[Goal]:
Copy the records below word for word, starting at the line that contains "Annotation task: mark the fallen" and continuing through the last line of the records. Include both the starting line and the last line.

[Stored items]:
----

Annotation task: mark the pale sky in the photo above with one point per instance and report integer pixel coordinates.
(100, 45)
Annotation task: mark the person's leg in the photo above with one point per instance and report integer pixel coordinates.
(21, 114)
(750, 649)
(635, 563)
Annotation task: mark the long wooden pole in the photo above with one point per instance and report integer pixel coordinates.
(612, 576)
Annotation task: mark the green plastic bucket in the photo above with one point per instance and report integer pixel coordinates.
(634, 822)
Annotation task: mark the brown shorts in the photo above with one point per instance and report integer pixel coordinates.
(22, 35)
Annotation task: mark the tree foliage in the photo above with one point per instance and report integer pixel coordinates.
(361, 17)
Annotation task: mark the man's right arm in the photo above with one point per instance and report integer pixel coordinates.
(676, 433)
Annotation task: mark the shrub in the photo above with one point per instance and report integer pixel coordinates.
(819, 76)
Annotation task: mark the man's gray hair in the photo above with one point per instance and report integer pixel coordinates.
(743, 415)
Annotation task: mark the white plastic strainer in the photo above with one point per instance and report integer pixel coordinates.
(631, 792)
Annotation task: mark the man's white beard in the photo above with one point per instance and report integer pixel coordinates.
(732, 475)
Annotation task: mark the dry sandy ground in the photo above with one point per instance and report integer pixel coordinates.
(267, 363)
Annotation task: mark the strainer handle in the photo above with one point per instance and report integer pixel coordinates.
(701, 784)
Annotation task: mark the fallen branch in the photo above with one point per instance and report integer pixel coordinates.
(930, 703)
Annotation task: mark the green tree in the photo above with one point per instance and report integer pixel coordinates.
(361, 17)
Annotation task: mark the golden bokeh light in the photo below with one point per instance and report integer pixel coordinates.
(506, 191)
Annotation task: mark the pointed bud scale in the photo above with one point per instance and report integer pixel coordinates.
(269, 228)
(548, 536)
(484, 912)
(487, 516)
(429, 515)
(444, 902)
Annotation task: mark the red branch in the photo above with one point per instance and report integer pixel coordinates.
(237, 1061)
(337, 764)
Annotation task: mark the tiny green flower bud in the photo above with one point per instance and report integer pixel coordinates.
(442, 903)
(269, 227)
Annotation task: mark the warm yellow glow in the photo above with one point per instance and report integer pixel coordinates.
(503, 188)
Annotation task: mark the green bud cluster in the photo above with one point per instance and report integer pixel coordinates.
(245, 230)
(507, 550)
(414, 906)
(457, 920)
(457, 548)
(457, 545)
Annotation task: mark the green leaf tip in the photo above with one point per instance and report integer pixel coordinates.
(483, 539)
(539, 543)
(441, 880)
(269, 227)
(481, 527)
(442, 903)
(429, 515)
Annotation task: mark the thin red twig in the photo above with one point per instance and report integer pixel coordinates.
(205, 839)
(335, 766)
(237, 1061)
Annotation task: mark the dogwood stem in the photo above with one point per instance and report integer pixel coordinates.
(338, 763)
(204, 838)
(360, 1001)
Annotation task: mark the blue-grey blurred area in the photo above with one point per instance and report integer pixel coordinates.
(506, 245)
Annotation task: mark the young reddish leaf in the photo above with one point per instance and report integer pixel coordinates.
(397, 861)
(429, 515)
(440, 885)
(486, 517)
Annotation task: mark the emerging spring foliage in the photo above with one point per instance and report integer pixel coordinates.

----

[Answer below]:
Annotation task: mark the fallen branch in the photo above with one point per instance and report integer pixel coordinates.
(930, 703)
Annotation task: mark the green tree in the photo above with one point per instance and report integer pixel coordinates.
(361, 17)
Annotation task: mark the golden bokeh light in the photo below with one point per instance and report integer pixel coordinates.
(506, 191)
Annotation task: mark the pointed bud scale in the photo above with one point per instance and report integer pixel coordinates.
(269, 228)
(548, 536)
(484, 912)
(487, 516)
(429, 515)
(444, 902)
Annotation task: mark the red branch in the photo above with one point per instance and report integer pixel coordinates.
(237, 1061)
(337, 764)
Annotation task: mark the tiny green flower bud in the photo above with one point per instance and report integer pixel coordinates.
(442, 903)
(269, 227)
Annotation task: mark the warm yellow glow in the photo above with one point per instance and report integer pixel coordinates.
(503, 188)
Annotation task: mark the green bud cluster in the photo above with one point per instance and report integer pixel coordinates.
(245, 230)
(507, 550)
(414, 906)
(457, 920)
(457, 548)
(457, 545)
Annotation task: mark the green leaf tip in the photo above with one point per instance and report integer pixel coordinates.
(483, 539)
(539, 543)
(441, 880)
(269, 227)
(481, 527)
(442, 903)
(429, 515)
Annotation task: mark the thin red twig in the photo above with one point per instance and report integer pixel coordinates.
(205, 839)
(335, 766)
(237, 1061)
Annotation task: mark the dogwood stem in the photo above with one point per instance and report integer pixel coordinates.
(338, 763)
(204, 838)
(360, 1001)
Annotation task: mark the blue-grey blurred area in the photo above with one point per instance and report integer pixel coordinates.
(506, 245)
Annotation task: mark the young reddish leaf in the photo above with one point per instance and report integer pixel coordinates.
(397, 861)
(429, 515)
(440, 885)
(486, 517)
Annotation task: mark the emerging spring foliage in the photo above with one point per instance and report integer pixel coordinates.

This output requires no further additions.